**DATA TO PROCESS**
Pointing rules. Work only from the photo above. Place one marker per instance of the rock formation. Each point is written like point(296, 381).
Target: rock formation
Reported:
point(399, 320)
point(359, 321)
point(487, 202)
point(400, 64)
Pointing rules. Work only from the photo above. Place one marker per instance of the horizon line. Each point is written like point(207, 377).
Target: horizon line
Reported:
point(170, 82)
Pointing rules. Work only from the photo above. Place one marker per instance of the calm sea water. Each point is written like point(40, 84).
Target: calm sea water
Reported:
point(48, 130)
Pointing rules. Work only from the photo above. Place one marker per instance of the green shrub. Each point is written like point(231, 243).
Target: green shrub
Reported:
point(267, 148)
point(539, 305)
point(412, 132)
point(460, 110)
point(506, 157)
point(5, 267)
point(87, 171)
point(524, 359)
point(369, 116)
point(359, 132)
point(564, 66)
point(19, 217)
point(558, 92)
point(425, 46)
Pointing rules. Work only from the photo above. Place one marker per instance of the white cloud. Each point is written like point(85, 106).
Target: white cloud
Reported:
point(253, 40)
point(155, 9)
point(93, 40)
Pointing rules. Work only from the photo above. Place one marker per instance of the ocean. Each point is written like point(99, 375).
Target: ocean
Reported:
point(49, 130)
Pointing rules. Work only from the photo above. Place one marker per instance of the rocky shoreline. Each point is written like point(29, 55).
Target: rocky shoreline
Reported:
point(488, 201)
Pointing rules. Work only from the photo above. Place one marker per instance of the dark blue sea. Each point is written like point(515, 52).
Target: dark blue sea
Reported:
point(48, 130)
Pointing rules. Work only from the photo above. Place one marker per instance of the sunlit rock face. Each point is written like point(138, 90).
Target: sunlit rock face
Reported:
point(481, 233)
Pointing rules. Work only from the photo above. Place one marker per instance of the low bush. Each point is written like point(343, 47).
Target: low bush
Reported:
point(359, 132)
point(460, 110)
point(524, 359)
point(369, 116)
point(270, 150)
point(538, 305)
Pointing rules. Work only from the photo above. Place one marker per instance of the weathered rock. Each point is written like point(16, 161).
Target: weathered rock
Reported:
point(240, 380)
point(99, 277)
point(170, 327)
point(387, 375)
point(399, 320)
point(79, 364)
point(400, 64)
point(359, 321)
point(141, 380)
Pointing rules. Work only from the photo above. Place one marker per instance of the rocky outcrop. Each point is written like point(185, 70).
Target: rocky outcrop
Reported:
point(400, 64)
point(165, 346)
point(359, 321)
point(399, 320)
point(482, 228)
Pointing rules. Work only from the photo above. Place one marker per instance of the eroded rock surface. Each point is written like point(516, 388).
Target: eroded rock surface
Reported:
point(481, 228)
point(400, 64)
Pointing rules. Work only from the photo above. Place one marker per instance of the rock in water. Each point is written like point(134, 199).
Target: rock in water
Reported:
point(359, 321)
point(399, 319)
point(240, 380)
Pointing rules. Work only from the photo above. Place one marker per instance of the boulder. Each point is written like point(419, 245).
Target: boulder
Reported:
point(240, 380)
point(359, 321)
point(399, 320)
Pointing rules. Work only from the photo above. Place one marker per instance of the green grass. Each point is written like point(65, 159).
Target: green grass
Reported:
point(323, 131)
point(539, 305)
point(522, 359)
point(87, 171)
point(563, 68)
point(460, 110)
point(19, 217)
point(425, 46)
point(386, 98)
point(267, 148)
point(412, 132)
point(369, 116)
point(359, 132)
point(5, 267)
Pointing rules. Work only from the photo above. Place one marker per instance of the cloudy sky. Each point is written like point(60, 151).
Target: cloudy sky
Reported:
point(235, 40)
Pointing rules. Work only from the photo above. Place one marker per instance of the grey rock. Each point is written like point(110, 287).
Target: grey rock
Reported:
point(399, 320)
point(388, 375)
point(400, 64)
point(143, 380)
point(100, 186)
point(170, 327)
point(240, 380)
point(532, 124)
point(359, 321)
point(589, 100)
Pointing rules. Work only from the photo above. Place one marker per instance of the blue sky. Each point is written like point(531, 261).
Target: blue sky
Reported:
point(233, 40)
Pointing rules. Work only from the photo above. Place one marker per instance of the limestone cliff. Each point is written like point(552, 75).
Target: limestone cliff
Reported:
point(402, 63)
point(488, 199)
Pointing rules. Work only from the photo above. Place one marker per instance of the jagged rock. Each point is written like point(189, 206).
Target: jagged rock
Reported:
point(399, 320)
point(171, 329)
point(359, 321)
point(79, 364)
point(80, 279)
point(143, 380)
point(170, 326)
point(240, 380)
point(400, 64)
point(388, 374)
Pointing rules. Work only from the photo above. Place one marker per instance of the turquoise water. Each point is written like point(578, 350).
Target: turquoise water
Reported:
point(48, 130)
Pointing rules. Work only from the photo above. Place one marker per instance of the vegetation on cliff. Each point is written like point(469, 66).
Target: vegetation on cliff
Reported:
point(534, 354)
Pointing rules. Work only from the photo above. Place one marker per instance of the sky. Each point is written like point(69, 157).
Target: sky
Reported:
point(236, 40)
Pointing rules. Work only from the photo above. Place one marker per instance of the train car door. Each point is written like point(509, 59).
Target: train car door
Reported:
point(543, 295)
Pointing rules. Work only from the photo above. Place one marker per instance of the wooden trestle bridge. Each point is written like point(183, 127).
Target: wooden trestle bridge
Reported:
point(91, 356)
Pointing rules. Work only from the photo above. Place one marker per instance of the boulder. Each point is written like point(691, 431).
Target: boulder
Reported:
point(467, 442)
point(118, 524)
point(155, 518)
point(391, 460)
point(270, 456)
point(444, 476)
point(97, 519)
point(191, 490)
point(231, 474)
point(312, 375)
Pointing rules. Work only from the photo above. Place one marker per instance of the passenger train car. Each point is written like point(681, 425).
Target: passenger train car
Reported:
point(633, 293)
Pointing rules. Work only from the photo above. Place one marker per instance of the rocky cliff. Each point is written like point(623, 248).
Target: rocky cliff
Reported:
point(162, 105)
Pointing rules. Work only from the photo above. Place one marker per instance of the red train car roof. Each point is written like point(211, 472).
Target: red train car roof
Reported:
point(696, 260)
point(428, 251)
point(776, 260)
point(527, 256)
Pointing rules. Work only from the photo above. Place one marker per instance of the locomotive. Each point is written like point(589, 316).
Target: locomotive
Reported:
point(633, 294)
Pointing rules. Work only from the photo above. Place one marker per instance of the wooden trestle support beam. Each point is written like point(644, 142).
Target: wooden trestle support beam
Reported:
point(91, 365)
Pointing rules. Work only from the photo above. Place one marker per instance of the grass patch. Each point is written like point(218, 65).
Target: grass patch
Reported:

**INSTRUCTIONS TO FOLLOW**
Each record above has to be retyped exactly, with nothing left out.

**SOLUTION**
Pointing rules. Work only from the photo above. Place one marker per instance of the rock formation. Each point is written like point(296, 381).
Target: rock formation
Reported:
point(399, 320)
point(359, 321)
point(487, 202)
point(400, 64)
Pointing rules. Work only from the photo above. Place one marker per instance of the horizon line. Each point is written like point(207, 377).
Target: horizon line
Reported:
point(170, 82)
Pointing rules. Work only from the photo above. Place one marker per instance of the calm sea water. Each point is written like point(40, 84).
Target: calm sea water
Reported:
point(48, 130)
Pointing rules. Work only from the photo above. Place one marker per instance of the green shrub. Each point is written like point(231, 243).
Target: green shrub
Reported:
point(267, 148)
point(539, 305)
point(412, 132)
point(460, 110)
point(506, 157)
point(5, 267)
point(87, 171)
point(524, 359)
point(369, 116)
point(359, 132)
point(564, 66)
point(19, 217)
point(558, 92)
point(425, 46)
Pointing rules. Work only from the photo above. Place one marker per instance of the white cloud. Each point is written like point(85, 106).
Target: white cloud
Reported:
point(253, 40)
point(155, 9)
point(93, 40)
Pointing rules. Work only from the photo above. Place one marker per instance of the ocean. Each point is written like point(99, 375).
Target: ocean
Reported:
point(49, 130)
Pointing rules. Work only from the photo above. Place one marker per instance of the rocky shoreline. Each point is written like point(29, 55).
Target: rocky shoreline
Reported:
point(488, 201)
Pointing rules. Work only from the photo above. Place one marker per instance of the dark blue sea. Each point is written like point(515, 52).
Target: dark blue sea
Reported:
point(48, 130)
Pointing rules. Work only from the photo above. Place one marker per instance of the sunlit rock face. Each point is written like point(138, 90).
Target: sunlit rock face
Reported:
point(481, 233)
Pointing rules. Work only from the photo above. Place one marker per instance of the low bush. Each point is written like point(343, 47).
Target: low bush
Reported:
point(359, 132)
point(460, 110)
point(524, 359)
point(369, 116)
point(270, 150)
point(538, 305)
Pointing rules. Work only from the photo above. Place one marker per instance of the weathered rock. Each point is written like point(16, 161).
Target: weathered rock
Reported:
point(240, 380)
point(99, 277)
point(170, 327)
point(387, 375)
point(399, 320)
point(79, 364)
point(400, 64)
point(359, 321)
point(141, 380)
Pointing rules. Work only from the photo above. Place one marker per instance of the rocky outcrop. Each point is written like point(185, 70).
Target: rocky outcrop
Reported:
point(400, 64)
point(165, 346)
point(359, 321)
point(399, 320)
point(482, 228)
Pointing rules. Work only from the photo above. Place one marker per instance of the eroded rock surface. Each point is written like point(516, 388).
Target: eroded rock surface
Reported:
point(481, 228)
point(400, 64)
Pointing rules. Work only from the photo above. Place one marker per instance of the rock in water. Each point is written like point(134, 199).
Target: rock in water
Reported:
point(359, 321)
point(399, 319)
point(240, 380)
Pointing rules. Work only from the photo above. Place one marker per instance of the boulder. Each point is written like point(419, 245).
Target: boulder
Reported:
point(240, 380)
point(359, 321)
point(399, 320)
Pointing rules. Work only from the photo above. Place one marker per instance of the green grass. Each point is written like point(65, 159).
Target: green grass
Reported:
point(323, 131)
point(539, 305)
point(522, 359)
point(87, 171)
point(563, 68)
point(460, 110)
point(19, 217)
point(425, 46)
point(386, 98)
point(267, 148)
point(412, 132)
point(369, 116)
point(359, 132)
point(5, 267)
Pointing rules. Work only from the photo above. Place one marker per instance of the cloudy sky. Each point is written like point(60, 151).
Target: cloudy sky
Reported:
point(235, 40)
Pointing rules. Work only from the photo above. Place one marker per instance of the grey rock. Each point is written like point(110, 287).
Target: grey rock
Reported:
point(399, 320)
point(388, 375)
point(400, 64)
point(143, 380)
point(100, 186)
point(170, 327)
point(240, 380)
point(532, 124)
point(359, 321)
point(589, 100)
Pointing rules. Work only from the photo above. Place one marker per instance of the blue sky. Each point is written like point(531, 261).
Target: blue sky
Reported:
point(233, 40)
Pointing rules. Work only from the photo above. Place one marker per instance of the limestone cliff. Each point is written like point(552, 75).
Target: limestone cliff
Reported:
point(402, 63)
point(488, 199)
Pointing rules. Work only from the photo above. Place one marker per instance of the jagged rock. Each point is written like point(189, 206).
Target: jagged rock
Reported:
point(399, 320)
point(171, 329)
point(359, 321)
point(79, 364)
point(80, 279)
point(143, 380)
point(170, 326)
point(240, 380)
point(400, 64)
point(388, 374)
Pointing rules. Work only from the photo above. Place one marker per instance of the turquoise water. Each point is written like point(578, 350).
Target: turquoise water
Reported:
point(48, 130)
Pointing rules. Work only from the photo above. Place one marker per instance of the vegetation on cliff. Each point is written like point(469, 66).
Target: vegetation on cliff
Reported:
point(534, 354)
Pointing rules. Work only from the photo above. Place one marker per instance of the sky. Each point is written like point(69, 157).
Target: sky
Reported:
point(236, 40)
Pointing rules. Work only from the photo above. Place one marker per instance of the train car door. Each point is written like point(509, 59).
Target: train car door
Reported:
point(543, 295)
Pointing rules. Work only from the photo above. Place one marker per instance of the wooden trestle bridge. Each point is written like point(183, 127).
Target: wooden trestle bridge
Reported:
point(91, 356)
Pointing rules. Work only from the photo above. Place one marker per instance of the boulder. Each point is written like point(691, 431).
Target: boulder
Reported:
point(467, 442)
point(118, 524)
point(155, 518)
point(391, 460)
point(270, 456)
point(444, 476)
point(97, 519)
point(191, 490)
point(231, 474)
point(312, 375)
Pointing rules. Work only from the photo above. Place one marker per instance of the passenger train car. Each point is written like point(681, 425).
Target: passenger train car
Reported:
point(633, 293)
Pointing rules. Work only from the photo above. Place one marker per instance of the rocky cliff. Each point is written like point(623, 248).
Target: rocky cliff
Reported:
point(162, 105)
Pointing rules. Work only from the photo above. Place one marker per instance of the red train car roof. Each point is written like point(211, 472).
Target: red train car roof
Reported:
point(696, 260)
point(428, 251)
point(776, 260)
point(527, 256)
Pointing rules. Work only from the photo above. Place one marker per instance of the locomotive. Each point is written like point(589, 316).
Target: locomotive
Reported:
point(633, 294)
Pointing rules. Work only from the photo above. Place one marker per instance of the wooden trestle support beam. Each point is written like point(644, 142).
Target: wooden trestle support beam
Reported:
point(91, 365)
Pointing rules. Work only from the photo above. Place one marker per instance of the grass patch. Each point is written like point(218, 65).
Target: grass patch
Reported:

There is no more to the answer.